• **EXERCISE REQUIREMENTS**: Render as a Markdown table the lines of the entries from the line containing "In this exercise you will find the grass" through the line containing "[(493, 55), (655, 74), (59, 291), (346, 38), (782, 91)]", both included. Use the columns Row No. and Line Text, numbering each line in order and omitting blank lines.

— START OF DATASET ROWS —

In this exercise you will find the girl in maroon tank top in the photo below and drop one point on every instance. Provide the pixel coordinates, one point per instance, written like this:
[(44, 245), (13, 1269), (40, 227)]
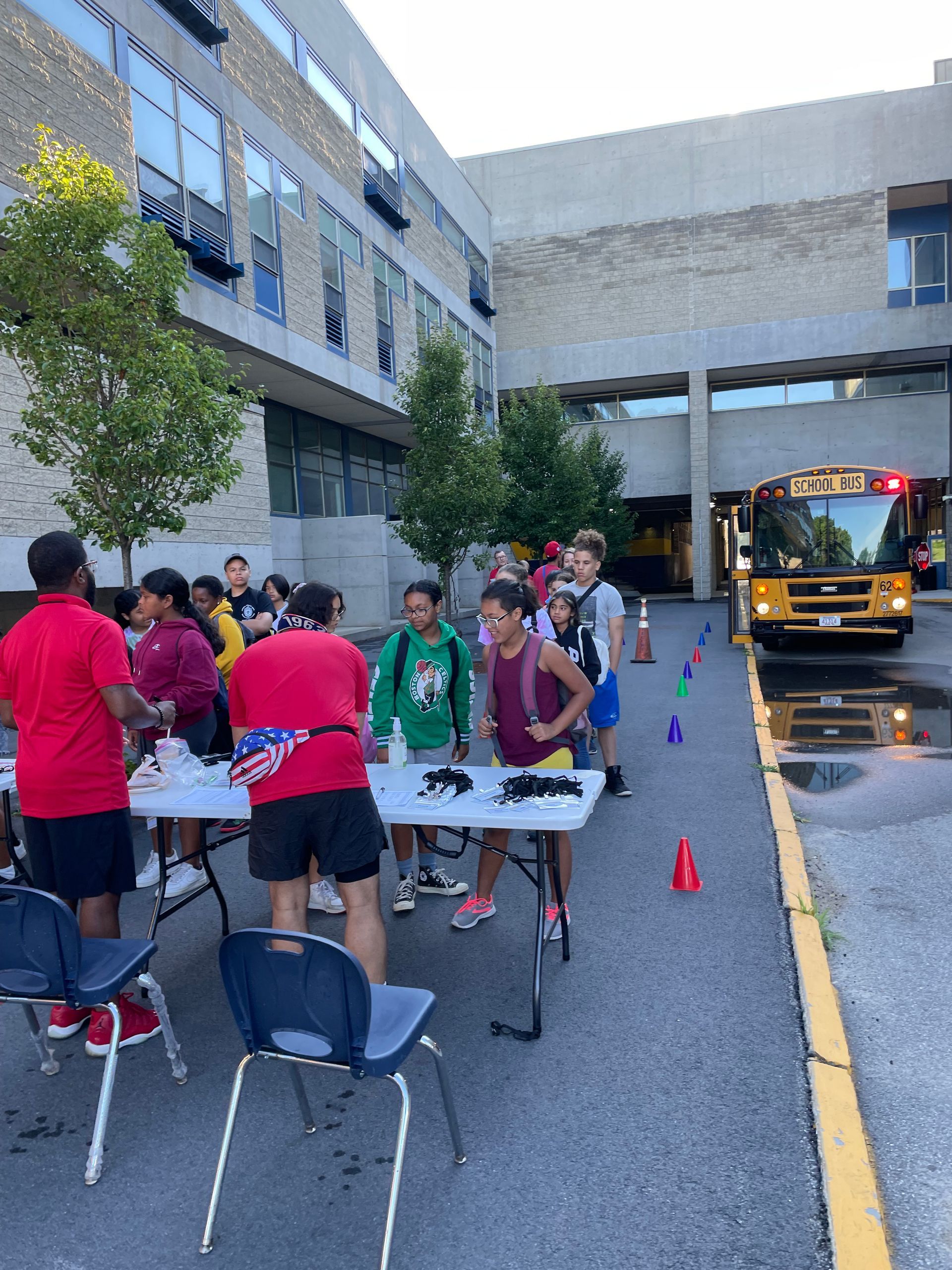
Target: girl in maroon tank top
[(525, 745)]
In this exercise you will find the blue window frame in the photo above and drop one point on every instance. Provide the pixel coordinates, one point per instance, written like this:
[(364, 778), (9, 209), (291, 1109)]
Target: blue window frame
[(263, 221)]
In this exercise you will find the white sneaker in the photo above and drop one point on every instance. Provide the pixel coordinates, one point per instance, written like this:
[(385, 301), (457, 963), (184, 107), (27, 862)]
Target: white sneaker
[(182, 879), (325, 898), (149, 877)]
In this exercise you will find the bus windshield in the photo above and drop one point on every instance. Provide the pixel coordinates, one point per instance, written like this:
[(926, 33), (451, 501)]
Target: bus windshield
[(831, 532)]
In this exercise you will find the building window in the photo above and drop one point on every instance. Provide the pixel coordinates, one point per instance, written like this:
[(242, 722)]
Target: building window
[(291, 192), (483, 378), (79, 24), (848, 386), (275, 27), (263, 220), (608, 407), (377, 475), (337, 241), (917, 270), (427, 316), (452, 232), (180, 175), (328, 88), (460, 332), (420, 194), (388, 282)]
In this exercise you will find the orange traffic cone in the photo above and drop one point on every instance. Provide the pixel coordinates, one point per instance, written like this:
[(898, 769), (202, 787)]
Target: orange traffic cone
[(643, 648), (685, 873)]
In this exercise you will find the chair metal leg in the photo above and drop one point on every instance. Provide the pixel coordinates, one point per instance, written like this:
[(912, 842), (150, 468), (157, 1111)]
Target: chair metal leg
[(301, 1098), (172, 1047), (448, 1105), (94, 1164), (398, 1167), (49, 1066), (224, 1153)]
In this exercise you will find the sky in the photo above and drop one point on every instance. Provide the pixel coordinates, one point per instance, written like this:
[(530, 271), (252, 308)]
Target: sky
[(502, 74)]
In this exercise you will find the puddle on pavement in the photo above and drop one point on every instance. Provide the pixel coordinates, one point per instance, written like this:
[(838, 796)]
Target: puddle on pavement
[(819, 778), (837, 704)]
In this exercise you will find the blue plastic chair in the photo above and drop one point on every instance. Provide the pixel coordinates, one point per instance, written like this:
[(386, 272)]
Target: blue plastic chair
[(45, 960), (316, 1008)]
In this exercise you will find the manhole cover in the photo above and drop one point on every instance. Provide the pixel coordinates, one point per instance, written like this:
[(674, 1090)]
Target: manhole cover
[(818, 778)]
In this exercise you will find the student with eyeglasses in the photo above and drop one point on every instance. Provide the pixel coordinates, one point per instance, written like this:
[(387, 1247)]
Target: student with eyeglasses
[(424, 676)]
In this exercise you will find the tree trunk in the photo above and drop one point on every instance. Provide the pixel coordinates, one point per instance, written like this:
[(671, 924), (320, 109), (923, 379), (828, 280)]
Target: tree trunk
[(126, 549)]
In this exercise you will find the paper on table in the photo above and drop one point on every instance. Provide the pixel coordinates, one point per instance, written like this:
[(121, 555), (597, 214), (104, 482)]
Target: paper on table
[(394, 798), (205, 795)]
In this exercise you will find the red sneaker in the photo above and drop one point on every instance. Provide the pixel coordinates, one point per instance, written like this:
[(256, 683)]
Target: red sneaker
[(137, 1025), (65, 1021)]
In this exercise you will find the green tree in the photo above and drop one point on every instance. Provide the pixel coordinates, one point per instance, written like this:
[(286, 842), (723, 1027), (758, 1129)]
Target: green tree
[(454, 488), (140, 413), (549, 493), (610, 513)]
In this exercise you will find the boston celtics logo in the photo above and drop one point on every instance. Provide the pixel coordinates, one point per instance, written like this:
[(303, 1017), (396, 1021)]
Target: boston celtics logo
[(428, 685)]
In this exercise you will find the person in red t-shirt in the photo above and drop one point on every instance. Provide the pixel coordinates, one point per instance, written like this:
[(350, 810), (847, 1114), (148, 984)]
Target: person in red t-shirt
[(319, 802), (549, 566), (65, 685)]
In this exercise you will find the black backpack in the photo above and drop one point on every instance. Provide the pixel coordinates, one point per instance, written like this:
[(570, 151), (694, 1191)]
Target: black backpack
[(400, 665)]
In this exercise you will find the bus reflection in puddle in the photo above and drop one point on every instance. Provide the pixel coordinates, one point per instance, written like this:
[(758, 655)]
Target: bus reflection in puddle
[(829, 705)]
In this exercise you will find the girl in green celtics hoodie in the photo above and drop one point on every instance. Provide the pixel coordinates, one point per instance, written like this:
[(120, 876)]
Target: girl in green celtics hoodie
[(424, 676)]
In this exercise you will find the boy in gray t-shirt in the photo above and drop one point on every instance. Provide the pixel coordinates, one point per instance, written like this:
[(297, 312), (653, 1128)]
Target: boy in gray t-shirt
[(602, 610)]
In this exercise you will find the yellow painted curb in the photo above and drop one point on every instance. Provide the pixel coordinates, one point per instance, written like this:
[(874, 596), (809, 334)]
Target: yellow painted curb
[(857, 1228), (853, 1208)]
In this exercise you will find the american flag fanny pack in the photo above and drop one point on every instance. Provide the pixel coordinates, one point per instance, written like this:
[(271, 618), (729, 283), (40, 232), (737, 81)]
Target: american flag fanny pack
[(262, 751)]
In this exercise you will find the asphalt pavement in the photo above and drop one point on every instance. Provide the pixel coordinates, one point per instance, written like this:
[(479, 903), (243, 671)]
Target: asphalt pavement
[(660, 1123), (878, 856)]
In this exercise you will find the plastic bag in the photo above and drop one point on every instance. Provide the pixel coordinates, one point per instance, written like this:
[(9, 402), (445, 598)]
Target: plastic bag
[(148, 776), (178, 762)]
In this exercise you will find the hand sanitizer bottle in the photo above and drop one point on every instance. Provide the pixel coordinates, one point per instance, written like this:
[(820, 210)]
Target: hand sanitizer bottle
[(397, 746)]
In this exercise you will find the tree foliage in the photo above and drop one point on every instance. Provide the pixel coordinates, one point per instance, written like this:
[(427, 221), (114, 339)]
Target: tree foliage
[(140, 413), (454, 491)]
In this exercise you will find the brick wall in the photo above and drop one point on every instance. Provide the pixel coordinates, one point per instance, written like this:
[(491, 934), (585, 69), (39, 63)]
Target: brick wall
[(769, 263)]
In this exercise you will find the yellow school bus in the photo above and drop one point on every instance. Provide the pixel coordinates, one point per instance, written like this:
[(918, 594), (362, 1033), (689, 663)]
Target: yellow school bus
[(824, 550)]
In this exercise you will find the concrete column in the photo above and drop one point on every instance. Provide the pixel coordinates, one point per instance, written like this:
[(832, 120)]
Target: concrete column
[(700, 483)]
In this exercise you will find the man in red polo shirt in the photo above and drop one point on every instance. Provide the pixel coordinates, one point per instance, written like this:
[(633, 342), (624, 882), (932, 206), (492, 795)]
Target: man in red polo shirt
[(65, 685)]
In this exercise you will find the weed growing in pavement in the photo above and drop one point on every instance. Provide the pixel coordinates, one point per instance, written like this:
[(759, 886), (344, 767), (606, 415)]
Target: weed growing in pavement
[(831, 939)]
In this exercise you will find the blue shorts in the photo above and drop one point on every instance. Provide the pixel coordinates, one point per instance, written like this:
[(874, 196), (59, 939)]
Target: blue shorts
[(603, 709)]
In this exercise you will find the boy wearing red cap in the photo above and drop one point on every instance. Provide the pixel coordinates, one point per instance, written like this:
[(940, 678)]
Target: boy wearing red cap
[(549, 566)]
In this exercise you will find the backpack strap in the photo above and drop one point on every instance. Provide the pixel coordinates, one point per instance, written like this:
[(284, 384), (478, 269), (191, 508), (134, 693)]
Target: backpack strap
[(454, 677), (400, 663)]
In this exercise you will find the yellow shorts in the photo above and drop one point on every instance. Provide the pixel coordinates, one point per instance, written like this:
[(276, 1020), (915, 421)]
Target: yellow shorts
[(561, 759)]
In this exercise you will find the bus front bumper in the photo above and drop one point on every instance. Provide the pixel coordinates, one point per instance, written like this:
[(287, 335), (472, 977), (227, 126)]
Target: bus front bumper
[(812, 627)]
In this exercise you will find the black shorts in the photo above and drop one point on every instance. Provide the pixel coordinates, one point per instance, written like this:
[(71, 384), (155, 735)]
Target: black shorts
[(82, 856), (341, 828)]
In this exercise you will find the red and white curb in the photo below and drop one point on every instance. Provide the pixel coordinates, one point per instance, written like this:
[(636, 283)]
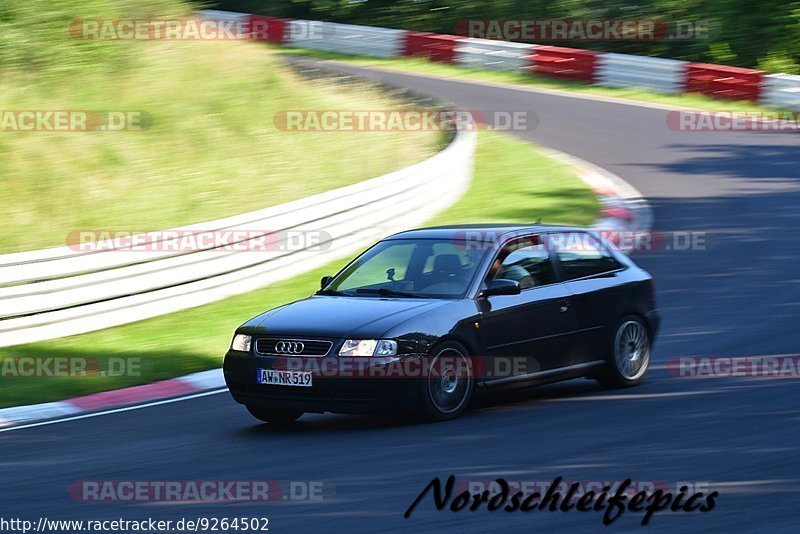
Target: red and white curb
[(624, 209), (164, 389)]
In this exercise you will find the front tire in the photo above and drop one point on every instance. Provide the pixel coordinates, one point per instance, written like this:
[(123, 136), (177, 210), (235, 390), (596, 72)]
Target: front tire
[(629, 354), (276, 417), (447, 390)]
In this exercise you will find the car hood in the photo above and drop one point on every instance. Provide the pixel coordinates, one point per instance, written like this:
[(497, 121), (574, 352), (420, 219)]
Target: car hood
[(338, 317)]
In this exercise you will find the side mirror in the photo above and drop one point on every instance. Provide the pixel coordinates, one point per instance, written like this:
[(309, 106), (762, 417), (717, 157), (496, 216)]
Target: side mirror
[(501, 286)]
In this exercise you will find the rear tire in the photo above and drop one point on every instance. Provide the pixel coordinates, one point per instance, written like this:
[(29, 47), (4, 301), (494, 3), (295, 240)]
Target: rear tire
[(445, 393), (276, 417), (628, 356)]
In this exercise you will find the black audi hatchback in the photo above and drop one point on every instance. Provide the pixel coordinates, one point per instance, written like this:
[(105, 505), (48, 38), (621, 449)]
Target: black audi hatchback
[(423, 318)]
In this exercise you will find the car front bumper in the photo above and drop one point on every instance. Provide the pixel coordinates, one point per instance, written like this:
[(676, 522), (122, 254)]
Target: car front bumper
[(371, 385)]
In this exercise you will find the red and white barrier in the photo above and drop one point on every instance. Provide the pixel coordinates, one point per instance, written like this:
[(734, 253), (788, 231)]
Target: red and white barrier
[(724, 82)]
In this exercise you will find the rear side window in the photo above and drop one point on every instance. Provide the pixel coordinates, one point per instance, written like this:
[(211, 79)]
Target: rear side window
[(581, 254), (526, 261)]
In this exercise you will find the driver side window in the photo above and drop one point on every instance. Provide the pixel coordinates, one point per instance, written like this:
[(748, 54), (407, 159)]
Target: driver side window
[(527, 262)]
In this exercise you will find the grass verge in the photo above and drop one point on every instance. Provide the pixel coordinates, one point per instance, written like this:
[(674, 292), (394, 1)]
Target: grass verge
[(519, 189), (212, 149)]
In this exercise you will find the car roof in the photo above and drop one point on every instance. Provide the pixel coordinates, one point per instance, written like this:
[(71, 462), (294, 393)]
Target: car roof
[(496, 229)]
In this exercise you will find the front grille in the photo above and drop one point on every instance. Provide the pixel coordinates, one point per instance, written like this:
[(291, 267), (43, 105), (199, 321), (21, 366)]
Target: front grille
[(312, 394), (292, 347)]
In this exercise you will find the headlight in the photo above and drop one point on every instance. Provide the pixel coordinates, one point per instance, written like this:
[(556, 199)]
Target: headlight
[(368, 347), (241, 343)]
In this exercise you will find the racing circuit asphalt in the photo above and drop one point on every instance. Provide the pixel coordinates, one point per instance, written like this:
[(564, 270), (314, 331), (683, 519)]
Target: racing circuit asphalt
[(742, 436)]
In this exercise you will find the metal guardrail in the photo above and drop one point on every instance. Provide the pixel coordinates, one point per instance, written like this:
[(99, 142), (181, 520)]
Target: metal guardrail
[(493, 55), (655, 74), (59, 291), (346, 38), (782, 91)]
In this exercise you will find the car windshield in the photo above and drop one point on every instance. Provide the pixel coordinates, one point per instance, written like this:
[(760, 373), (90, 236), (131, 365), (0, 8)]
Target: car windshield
[(411, 268)]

— END OF DATASET ROWS —

• **WRITTEN ANSWER**:
| Row No. | Line Text |
|---|---|
| 1 | In this exercise you will find the grass verge in the photo above and drop one point on every instance. Provide the pixel coordinates, one point per instance, written like this: |
| 2 | [(674, 292), (394, 1)] |
| 3 | Target: grass verge |
| 4 | [(519, 189), (212, 149)] |
| 5 | In this exercise you will find the car roof in the photo above and drop one point on every instance. Provide the pixel coordinates, one point per instance, written like this: |
| 6 | [(71, 462), (294, 393)] |
| 7 | Target: car roof |
| 8 | [(496, 229)] |
| 9 | In this exercise you will find the front grille in the photo above and drop one point on every instance. Provide the pixel coordinates, one point per instance, written like this: |
| 10 | [(291, 267), (43, 105), (199, 321), (21, 366)] |
| 11 | Target: front grille |
| 12 | [(312, 394), (292, 347)] |
| 13 | In this exercise you will find the headlight in the photo above and drop one point on every instance. Provide the pixel coordinates, one point per instance, written like this: |
| 14 | [(556, 199)] |
| 15 | Target: headlight |
| 16 | [(368, 347), (241, 343)] |
| 17 | In this exercise you will find the racing circuit asphalt in the photo above and drop one point on every instance. Provide the pixel coordinates, one point per instance, written like this: |
| 18 | [(564, 270), (314, 331), (683, 519)] |
| 19 | Target: racing circuit asphalt |
| 20 | [(742, 436)] |
| 21 | In this exercise you will find the metal guardrail in the photo above and drop one point on every instance. Provide the pixel coordinates, one point per instance, written like this: |
| 22 | [(99, 142), (181, 520)] |
| 23 | Target: metal guardrail |
| 24 | [(493, 55), (655, 74), (59, 291), (346, 38), (782, 91)] |